DATA ROWS
--- START ---

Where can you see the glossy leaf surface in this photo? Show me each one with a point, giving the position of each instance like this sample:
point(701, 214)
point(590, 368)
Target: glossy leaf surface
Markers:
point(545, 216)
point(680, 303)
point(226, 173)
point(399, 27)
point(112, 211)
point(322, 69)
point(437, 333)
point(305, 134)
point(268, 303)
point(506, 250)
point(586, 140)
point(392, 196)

--- END ---

EXERCISE TASK
Retype every line of the records above without any changes.

RESPONSE TO THE TASK
Where can you see the glossy leaf surface in this photo? Show me each one with a point, giving the position of each instance like this sample:
point(701, 214)
point(590, 368)
Target: glossy leaf surface
Markers:
point(545, 216)
point(680, 303)
point(226, 173)
point(399, 27)
point(112, 211)
point(322, 69)
point(437, 333)
point(305, 134)
point(268, 303)
point(506, 250)
point(586, 140)
point(392, 196)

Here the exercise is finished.